### [COSA SI CHIEDE]
Copia dal testo sulla ptosi palpebrale il tratto che parte da "Ptosi aponeurotica (è" e finisce con "tirano sulla palpebra)", senza cambiare nulla.

### [PASSO CITATO]
━━━
Ptosi aponeurotica (è in genere legata all’età)
È la forma più comune di ptosi palpebrale acquisita, quindi non non presente dalla nascita. Uno stiramento dell’aponeurosi (parte fibrosa) del muscolo elevatore o il distacco della sua inserzione (punto di ancoraggio) sulla palpebra, come si può verificare in seguito all’invecchiamento, ad un trauma o dopo chirurgia oculare, provocano questo tipo di ptosi che è caratterizzata da:
- normale funzione del muscolo elevatore
- profondo solco sopratarsale (occhio scavato)
- la palpebra colpita da ptosi si abbassa più di quella normale nello sguardo verso il basso
Ptosi meccanica (da forze che tirano sulla palpebra)
Alla base di una ptosi meccanica vi possono essere:
- reazioni cicatriziali
- neoformazioni palpebrali
- blefarocalasi.
Diagnosi
La diagnosi è clinica e deve tener conto:
- dell’epoca di insorgenza (cioè quando ha fatto la sua comparsa)
- della familiarità (presenza nei parenti)
- della progressione (come è peggiorata nel tempo)
- dell’eventuale presenza di altre condizioni patologiche concomitanti (principalmente neurologiche)
━━━
### [I DATI]
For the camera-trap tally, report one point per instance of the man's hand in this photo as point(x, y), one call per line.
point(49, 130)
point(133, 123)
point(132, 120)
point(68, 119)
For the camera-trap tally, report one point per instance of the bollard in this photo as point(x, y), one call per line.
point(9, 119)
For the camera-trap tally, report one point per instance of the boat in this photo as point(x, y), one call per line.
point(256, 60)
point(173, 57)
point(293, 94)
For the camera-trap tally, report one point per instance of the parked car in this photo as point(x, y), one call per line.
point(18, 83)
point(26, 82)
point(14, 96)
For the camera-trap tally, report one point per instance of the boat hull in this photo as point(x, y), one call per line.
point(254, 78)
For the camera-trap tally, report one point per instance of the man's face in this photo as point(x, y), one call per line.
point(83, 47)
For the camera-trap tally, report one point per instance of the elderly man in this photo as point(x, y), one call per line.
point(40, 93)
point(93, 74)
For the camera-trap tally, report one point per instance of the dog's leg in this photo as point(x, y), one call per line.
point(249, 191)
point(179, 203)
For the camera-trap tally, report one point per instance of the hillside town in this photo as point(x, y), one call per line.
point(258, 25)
━━━
### [RISULTATO DEL COMPITO]
Ptosi aponeurotica (è in genere legata all’età)
È la forma più comune di ptosi palpebrale acquisita, quindi non non presente dalla nascita. Uno stiramento dell’aponeurosi (parte fibrosa) del muscolo elevatore o il distacco della sua inserzione (punto di ancoraggio) sulla palpebra, come si può verificare in seguito all’invecchiamento, ad un trauma o dopo chirurgia oculare, provocano questo tipo di ptosi che è caratterizzata da:
- normale funzione del muscolo elevatore
- profondo solco sopratarsale (occhio scavato)
- la palpebra colpita da ptosi si abbassa più di quella normale nello sguardo verso il basso
Ptosi meccanica (da forze che tirano sulla palpebra)